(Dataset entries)
★ ★ ★ ★

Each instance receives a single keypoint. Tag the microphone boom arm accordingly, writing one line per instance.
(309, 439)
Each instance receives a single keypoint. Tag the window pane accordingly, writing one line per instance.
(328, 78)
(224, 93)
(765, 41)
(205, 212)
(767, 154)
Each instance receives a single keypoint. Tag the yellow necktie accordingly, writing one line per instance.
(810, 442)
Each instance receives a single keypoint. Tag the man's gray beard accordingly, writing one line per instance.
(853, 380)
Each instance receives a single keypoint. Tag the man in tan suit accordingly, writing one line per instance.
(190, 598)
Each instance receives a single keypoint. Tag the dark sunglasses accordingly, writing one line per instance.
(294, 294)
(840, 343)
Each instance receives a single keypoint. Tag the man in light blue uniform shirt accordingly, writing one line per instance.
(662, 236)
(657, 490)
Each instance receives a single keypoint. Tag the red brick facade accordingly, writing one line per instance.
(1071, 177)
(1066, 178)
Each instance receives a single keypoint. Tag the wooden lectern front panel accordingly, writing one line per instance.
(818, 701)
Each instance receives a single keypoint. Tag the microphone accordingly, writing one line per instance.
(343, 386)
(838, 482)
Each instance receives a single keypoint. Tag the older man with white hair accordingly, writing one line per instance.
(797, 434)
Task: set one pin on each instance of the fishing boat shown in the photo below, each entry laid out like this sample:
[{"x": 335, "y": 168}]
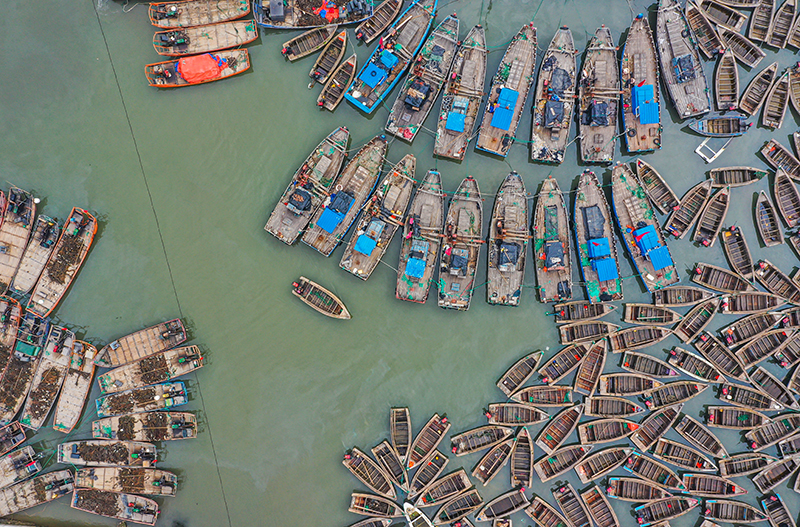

★ ★ ★ ★

Rewrite everything in the data above from the line containing "Each instance receives a single keypoint. Tag the man in tan" down to the end of the data, both ends included, swapping "lectern" for "podium" and changing nothing else. Leave the picture out of your answer.

*ANSWER TO THE PROBLEM*.
Each instance receives a single keypoint. Tag the man in tan suit accordingly, writing one line per instance.
(190, 598)
Each instance receives a single keypoint. Tag the dark sunglasses accordingly, writing one line per instance.
(294, 294)
(840, 343)
Each instance receives a single keypoint. Tag the man in light blue uniform shirt accordingly, writing one line per instance.
(662, 236)
(657, 490)
Each instance receives a single keypoint. Tag the red brick facade accordingly, writing one line per instance.
(1071, 177)
(1066, 178)
Each instance receives a single keypoint. Tag the wooden podium front panel accordingly, writing one line per instance.
(818, 701)
Each instance receives a single keypoint. Tag the microphone accordingly, writing one line per instance.
(343, 386)
(838, 482)
Each instance receives a single keypoint. Tag the older man with white hair accordingly, writing one line per instance.
(797, 434)
Task: set one pin on each instance of the fishing boat shown in the photo below, each entry laid out like this sample:
[{"x": 335, "y": 168}]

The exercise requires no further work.